* [Exercise directions] Rewrite the part of the material that opens with the line containing "Flag any red construction" and closes with the line containing "[12,147,1280,851]", putting "blockade" wherever "barrier" appears and changing nothing else. Omit the pictures from your answer.

* [Data supplied]
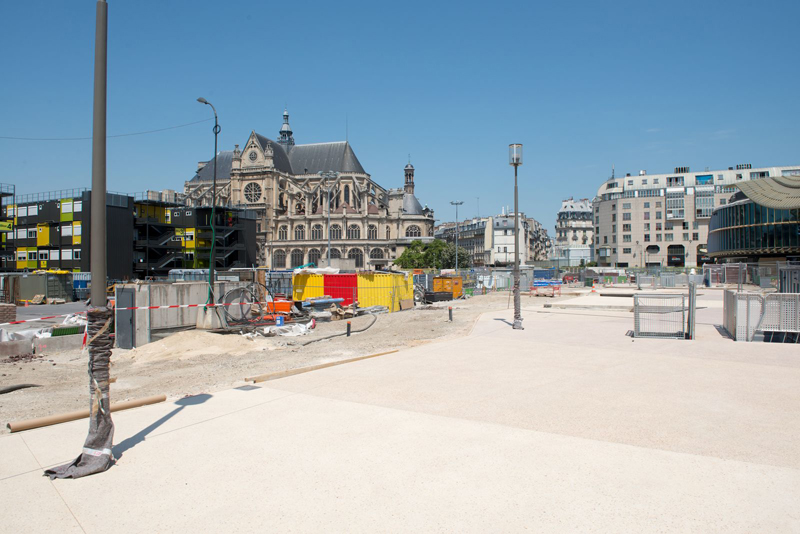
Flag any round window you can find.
[244,182,261,202]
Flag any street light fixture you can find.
[508,143,524,330]
[450,200,464,273]
[197,96,220,304]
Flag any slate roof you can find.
[403,193,422,215]
[256,134,294,174]
[736,176,800,210]
[289,141,366,174]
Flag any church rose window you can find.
[347,248,364,269]
[406,224,422,237]
[244,182,261,202]
[272,250,286,269]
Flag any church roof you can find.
[189,150,233,182]
[736,176,800,209]
[403,193,422,215]
[256,134,294,174]
[190,138,366,182]
[289,141,366,174]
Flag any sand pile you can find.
[121,330,277,363]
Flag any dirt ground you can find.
[0,293,580,433]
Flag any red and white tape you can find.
[0,302,279,326]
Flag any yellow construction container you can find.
[292,274,325,300]
[358,273,414,312]
[433,276,464,299]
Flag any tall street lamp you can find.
[317,171,339,267]
[508,143,524,330]
[197,96,220,304]
[450,200,464,272]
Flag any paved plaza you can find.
[0,290,800,532]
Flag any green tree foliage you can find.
[394,239,472,269]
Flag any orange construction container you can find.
[433,276,464,299]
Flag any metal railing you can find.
[633,294,686,339]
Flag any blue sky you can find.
[0,0,800,228]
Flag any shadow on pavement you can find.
[112,393,211,460]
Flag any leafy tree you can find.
[394,239,472,269]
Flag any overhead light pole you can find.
[450,200,464,272]
[197,96,220,304]
[508,143,524,330]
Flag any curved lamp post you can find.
[508,143,524,330]
[197,96,220,304]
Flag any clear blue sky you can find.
[0,0,800,228]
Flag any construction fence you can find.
[633,294,687,339]
[722,289,800,343]
[291,271,414,313]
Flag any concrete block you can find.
[33,334,83,354]
[0,339,32,356]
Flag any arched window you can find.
[347,248,364,269]
[406,224,422,237]
[272,250,286,269]
[291,248,303,269]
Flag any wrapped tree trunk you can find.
[44,308,114,480]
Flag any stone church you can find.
[184,111,434,269]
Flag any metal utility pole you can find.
[450,200,464,273]
[90,0,108,308]
[44,0,114,480]
[318,171,339,267]
[197,97,220,304]
[508,143,524,330]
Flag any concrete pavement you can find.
[0,302,800,532]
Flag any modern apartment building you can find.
[593,164,800,267]
[434,212,550,266]
[554,197,594,266]
[3,189,256,280]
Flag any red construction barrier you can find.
[323,274,358,306]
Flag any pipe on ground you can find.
[6,395,167,432]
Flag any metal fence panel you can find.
[633,294,686,339]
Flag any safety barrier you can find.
[292,272,414,312]
[722,290,800,341]
[633,294,686,339]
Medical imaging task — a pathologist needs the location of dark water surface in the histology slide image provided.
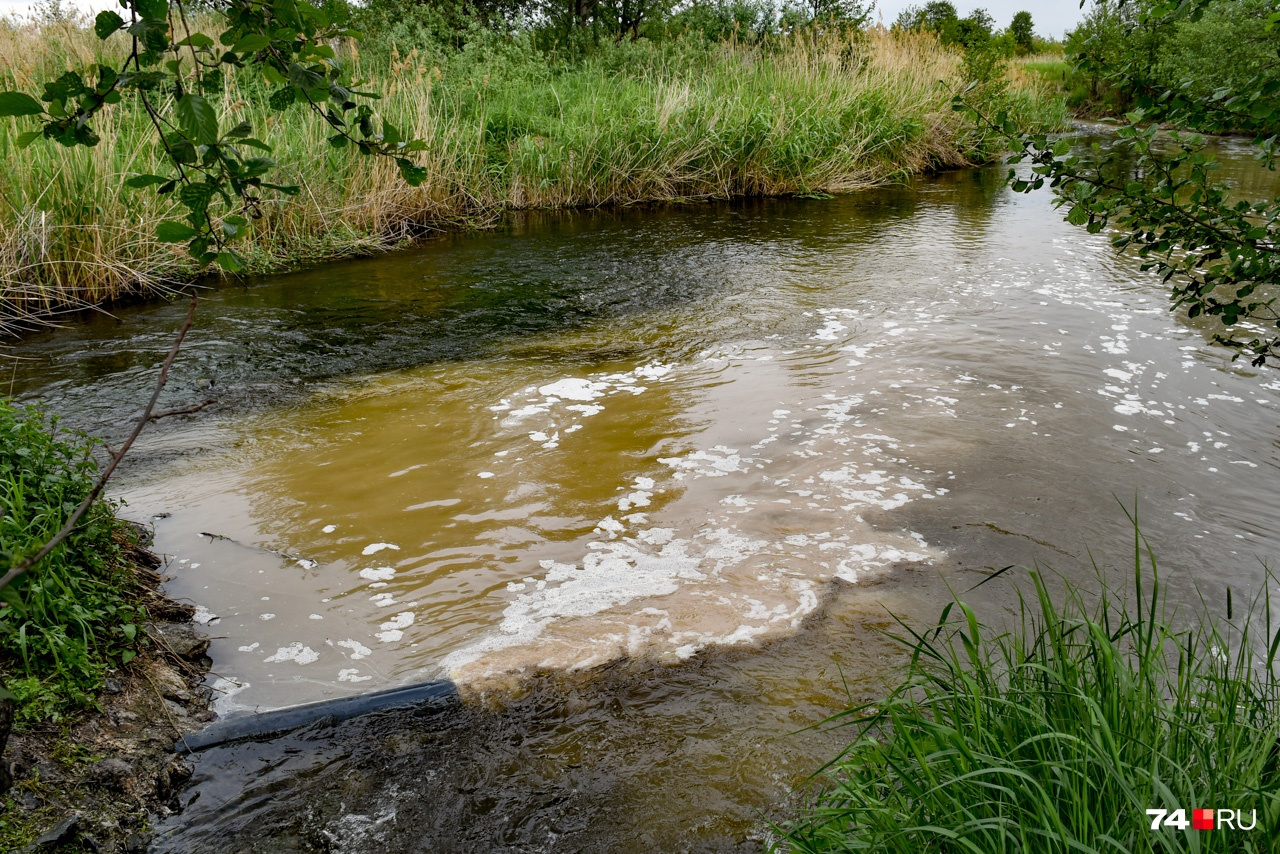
[12,147,1280,851]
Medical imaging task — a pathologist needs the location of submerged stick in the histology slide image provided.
[0,294,204,590]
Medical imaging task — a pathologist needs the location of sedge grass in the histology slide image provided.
[0,399,146,723]
[0,22,1062,328]
[777,524,1280,854]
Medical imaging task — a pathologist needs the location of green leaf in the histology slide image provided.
[156,219,196,243]
[134,0,169,23]
[174,95,218,145]
[175,32,215,47]
[93,10,124,38]
[0,92,45,115]
[232,32,271,54]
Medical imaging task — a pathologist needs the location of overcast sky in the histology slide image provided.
[865,0,1084,38]
[0,0,1083,38]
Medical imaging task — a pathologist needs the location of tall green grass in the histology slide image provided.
[0,22,1064,321]
[0,399,145,720]
[777,530,1280,854]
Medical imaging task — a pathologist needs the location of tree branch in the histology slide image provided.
[0,294,199,590]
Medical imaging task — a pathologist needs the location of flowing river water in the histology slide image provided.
[10,135,1280,851]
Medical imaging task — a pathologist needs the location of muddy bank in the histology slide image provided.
[0,530,214,854]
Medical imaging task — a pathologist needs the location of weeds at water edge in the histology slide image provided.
[774,526,1280,854]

* [Response to the task]
Flag any red construction blockade you can find.
[323,274,358,306]
Flag any pipe on ground you can find.
[6,395,167,432]
Flag any metal fence panel you can find.
[633,294,686,339]
Flag any safety blockade you can find.
[292,272,414,312]
[722,290,800,341]
[633,294,686,339]
Medical imaging task — a pathologist needs the location of dark water surface in the histology slide image provided.
[12,147,1280,851]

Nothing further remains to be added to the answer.